(Entries from a collection)
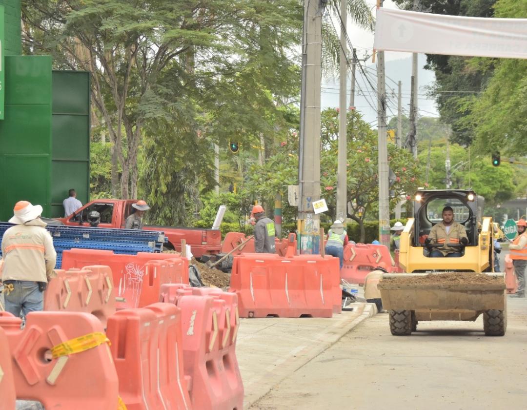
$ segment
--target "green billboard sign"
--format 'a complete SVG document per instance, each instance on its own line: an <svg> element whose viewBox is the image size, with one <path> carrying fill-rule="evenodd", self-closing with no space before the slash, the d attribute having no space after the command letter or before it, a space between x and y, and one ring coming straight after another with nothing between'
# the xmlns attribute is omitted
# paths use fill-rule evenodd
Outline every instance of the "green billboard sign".
<svg viewBox="0 0 527 410"><path fill-rule="evenodd" d="M512 240L516 237L518 232L518 227L514 219L508 219L503 226L503 233L509 240Z"/></svg>
<svg viewBox="0 0 527 410"><path fill-rule="evenodd" d="M4 6L0 6L0 120L4 119Z"/></svg>

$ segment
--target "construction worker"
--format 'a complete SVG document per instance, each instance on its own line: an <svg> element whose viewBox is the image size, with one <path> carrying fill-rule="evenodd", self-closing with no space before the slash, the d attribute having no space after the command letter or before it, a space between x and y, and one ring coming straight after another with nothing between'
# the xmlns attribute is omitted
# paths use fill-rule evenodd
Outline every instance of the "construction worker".
<svg viewBox="0 0 527 410"><path fill-rule="evenodd" d="M518 289L515 296L519 298L525 297L525 266L527 266L527 221L520 219L516 222L518 235L509 246L511 259L514 266L514 273L518 279Z"/></svg>
<svg viewBox="0 0 527 410"><path fill-rule="evenodd" d="M403 230L404 229L404 225L397 221L391 229L391 230L394 231L394 235L390 241L390 249L392 252L395 252L396 250L399 250L399 247L401 245L401 234L403 233Z"/></svg>
<svg viewBox="0 0 527 410"><path fill-rule="evenodd" d="M69 197L62 201L62 206L64 207L64 218L70 216L71 214L82 207L82 202L77 199L77 192L72 188L67 191Z"/></svg>
<svg viewBox="0 0 527 410"><path fill-rule="evenodd" d="M17 317L44 309L44 294L53 271L57 253L46 224L40 218L42 207L20 201L15 205L16 224L5 231L2 241L5 310Z"/></svg>
<svg viewBox="0 0 527 410"><path fill-rule="evenodd" d="M344 231L344 226L337 219L329 227L324 250L326 255L338 258L341 269L344 259L344 247L348 241L348 234Z"/></svg>
<svg viewBox="0 0 527 410"><path fill-rule="evenodd" d="M440 245L443 247L434 249L430 252L431 258L460 258L461 257L459 248L451 248L447 243L461 243L467 245L469 238L465 227L454 220L454 211L451 207L443 209L443 220L432 227L425 243L426 245Z"/></svg>
<svg viewBox="0 0 527 410"><path fill-rule="evenodd" d="M380 291L377 288L383 274L388 273L388 267L381 262L375 269L366 275L364 279L364 298L369 303L377 305L377 311L383 310L383 303L380 299Z"/></svg>
<svg viewBox="0 0 527 410"><path fill-rule="evenodd" d="M142 229L144 226L143 214L150 209L150 207L142 200L132 203L132 207L134 208L135 211L126 218L124 228L126 229Z"/></svg>
<svg viewBox="0 0 527 410"><path fill-rule="evenodd" d="M251 214L255 224L255 249L260 253L276 253L275 222L265 216L261 205L255 205Z"/></svg>

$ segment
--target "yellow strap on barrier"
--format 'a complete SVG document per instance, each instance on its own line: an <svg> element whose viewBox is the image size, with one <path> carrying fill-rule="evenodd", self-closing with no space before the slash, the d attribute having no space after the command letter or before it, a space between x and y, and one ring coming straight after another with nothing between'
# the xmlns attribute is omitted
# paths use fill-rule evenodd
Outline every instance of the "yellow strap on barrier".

- Instruction:
Rewrite every line of the entries above as a numbered list, skipping blank lines and leaving out the pictures.

- Correct response:
1. $ segment
2. --target "green billboard sign"
3. --format 'a complete SVG document per instance, each instance on its own line: an <svg> element whose viewBox is the image size, with one <path> carrying fill-rule="evenodd", self-closing with no space before the slash, the d attribute having no space after the command letter or before it, a space between x and y, and one ring coming straight after another with nothing between'
4. # the xmlns attribute is omitted
5. # paths use fill-rule evenodd
6. Outline every instance of the "green billboard sign".
7. <svg viewBox="0 0 527 410"><path fill-rule="evenodd" d="M512 240L516 237L518 232L518 227L514 219L508 219L503 226L503 233L509 240Z"/></svg>
8. <svg viewBox="0 0 527 410"><path fill-rule="evenodd" d="M4 6L0 6L0 120L4 119Z"/></svg>
9. $ segment
10. --target "construction worker"
11. --format 'a complete SVG document per instance, each instance on its own line: an <svg> element whose viewBox is the image size, with one <path> carrying fill-rule="evenodd", self-closing with no space before the slash, the d attribute having no space after the command letter or before it, a space between x and y, and one ring coming straight after another with nothing between'
12. # the xmlns attribute is omitted
13. # paths use fill-rule evenodd
14. Outline every instance of the "construction worker".
15. <svg viewBox="0 0 527 410"><path fill-rule="evenodd" d="M518 289L515 296L519 298L525 297L525 266L527 266L527 221L520 219L516 222L518 235L509 246L511 259L514 266L514 273L518 279Z"/></svg>
16. <svg viewBox="0 0 527 410"><path fill-rule="evenodd" d="M403 230L404 229L404 225L397 221L391 229L391 230L394 231L394 235L390 241L390 249L392 252L395 252L396 250L399 250L399 247L401 245L401 234L403 233Z"/></svg>
17. <svg viewBox="0 0 527 410"><path fill-rule="evenodd" d="M69 197L62 201L62 206L64 207L64 218L70 216L71 214L82 207L82 202L77 199L77 192L72 188L67 191Z"/></svg>
18. <svg viewBox="0 0 527 410"><path fill-rule="evenodd" d="M17 317L44 309L44 294L53 271L57 253L46 224L40 218L42 207L20 201L15 205L16 224L5 231L2 241L5 310Z"/></svg>
19. <svg viewBox="0 0 527 410"><path fill-rule="evenodd" d="M344 231L344 226L337 219L329 227L324 250L326 255L338 258L341 269L344 259L344 247L348 241L348 234Z"/></svg>
20. <svg viewBox="0 0 527 410"><path fill-rule="evenodd" d="M440 245L443 247L434 249L430 252L431 258L460 258L461 257L459 248L451 248L447 243L461 243L467 245L469 238L465 227L454 220L454 211L451 207L443 209L443 220L432 227L425 243L426 245Z"/></svg>
21. <svg viewBox="0 0 527 410"><path fill-rule="evenodd" d="M380 291L377 288L383 274L388 273L388 267L381 262L375 269L366 275L364 279L364 298L369 303L377 305L377 311L383 310L383 303L380 299Z"/></svg>
22. <svg viewBox="0 0 527 410"><path fill-rule="evenodd" d="M142 229L144 226L143 214L150 209L150 207L142 200L132 203L132 207L134 208L135 211L126 218L124 228L126 229Z"/></svg>
23. <svg viewBox="0 0 527 410"><path fill-rule="evenodd" d="M251 214L255 224L255 249L260 253L276 253L275 222L265 216L261 205L255 205Z"/></svg>
24. $ segment
25. --target "yellow strap on barrier"
26. --format 'a complete SVG document per instance, each instance on its own line: an <svg> element whose viewBox is the image size, with one <path> carrying fill-rule="evenodd", self-closing with no space before the slash, the d attribute having no space after the command letter or before it, a space between x and y, and one ring coming straight after another with nothing between'
27. # the xmlns attribute is omitted
28. # paths use fill-rule evenodd
29. Outline every instance of the "yellow strap on barrier".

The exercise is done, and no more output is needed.